━━ EXCERPT PROVIDED ━━
Pakistan Textile City is located in Karachi, Sindh, Pakistan. Pakistan Textile City is an industrial zone dedicated to the textile processing and related industry. Established in 2009, with a total area of 1250 acres, the estate is located in the Eastern Industrial Zone of Port Qasim Karachi, 6 km from the National Highway.

The Federal Government of Pakistan has a 40% share in the textile city whereas the Sindh Government has 16% shareholding. National Bank of Pakistan (NBP) has 8% stake, the Export Processing Zone 4%, Saudi Pak Insurance Company 4%, National Investment Bank 4%, Pak Kuwait Investment Company 4%, Pak Qatar Investment Company 4% and PIDC 1%.
━━━
» **WRITTEN EXERCISE 1**
Copy out the passage on Pakistan Textile City word for word, in full.
━━ SUPPLIED RECORDS ━━
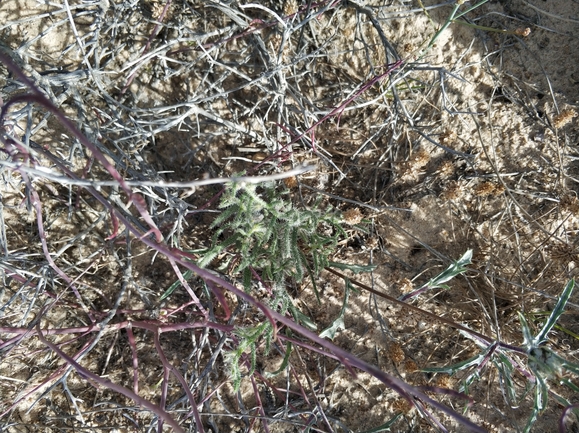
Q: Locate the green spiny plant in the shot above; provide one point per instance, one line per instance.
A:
(270, 240)
(543, 364)
(265, 233)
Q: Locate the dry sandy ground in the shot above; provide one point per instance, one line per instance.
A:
(473, 145)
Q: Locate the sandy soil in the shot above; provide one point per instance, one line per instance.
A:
(470, 145)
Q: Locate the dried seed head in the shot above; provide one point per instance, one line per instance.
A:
(488, 188)
(564, 117)
(395, 353)
(406, 285)
(524, 32)
(446, 168)
(444, 381)
(410, 366)
(290, 7)
(372, 243)
(452, 191)
(420, 159)
(290, 182)
(448, 137)
(402, 405)
(569, 203)
(352, 216)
━━━
» **WRITTEN EXERCISE 2**
Write out every line of the entries that follow the passage on Pakistan Textile City, including each request. Multiply every point coordinate in the answers by 2.35 and round to the nearest whole number, with halves going up. Leave the pictures out.

» **TASK RESULT 1**
Pakistan Textile City is located in Karachi, Sindh, Pakistan. Pakistan Textile City is an industrial zone dedicated to the textile processing and related industry. Established in 2009, with a total area of 1250 acres, the estate is located in the Eastern Industrial Zone of Port Qasim Karachi, 6 km from the National Highway.

The Federal Government of Pakistan has a 40% share in the textile city whereas the Sindh Government has 16% shareholding. National Bank of Pakistan (NBP) has 8% stake, the Export Processing Zone 4%, Saudi Pak Insurance Company 4%, National Investment Bank 4%, Pak Kuwait Investment Company 4%, Pak Qatar Investment Company 4% and PIDC 1%.

» **TASK RESULT 2**
Q: Locate the green spiny plant in the shot above; provide one point per instance, one line per instance.
A:
(635, 564)
(1276, 855)
(623, 548)
Q: Locate the dry sandy ground in the shot above; provide one point per instance, one line per instance.
A:
(1112, 341)
Q: Locate the sandy soil in the shot above; provide one point per instance, one line per instance.
A:
(1105, 341)
Q: Locate the dried seed head in the shot above; provide one point per instance, one line per instance.
A:
(1147, 442)
(1325, 275)
(928, 830)
(954, 670)
(1231, 75)
(1048, 395)
(1043, 895)
(964, 860)
(682, 16)
(874, 571)
(1062, 449)
(987, 374)
(682, 428)
(1053, 322)
(945, 952)
(1337, 477)
(827, 508)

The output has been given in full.